(RECORDS SHOWN):
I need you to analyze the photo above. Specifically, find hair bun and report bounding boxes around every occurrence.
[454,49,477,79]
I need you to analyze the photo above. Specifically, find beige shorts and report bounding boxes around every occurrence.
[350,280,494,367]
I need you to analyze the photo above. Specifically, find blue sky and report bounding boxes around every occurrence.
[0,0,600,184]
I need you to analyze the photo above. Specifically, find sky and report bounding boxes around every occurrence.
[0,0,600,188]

(DO THIS):
Pick out every line of the material that contains the word "boxes", and copy each of those lines.

(RESPONSE BELOW):
I need you to analyze the photo above. Specifically, find hair bun and report bounding boxes around every occurrence.
I need you to analyze the photo above. Specifically, find beige shorts and report bounding boxes around every occurrence.
I need you to analyze the photo above. Specifically, find blue sky and report bounding boxes around every occurrence.
I need you to analyze the photo above. Specifically, find sky and report bounding boxes around every occurrence.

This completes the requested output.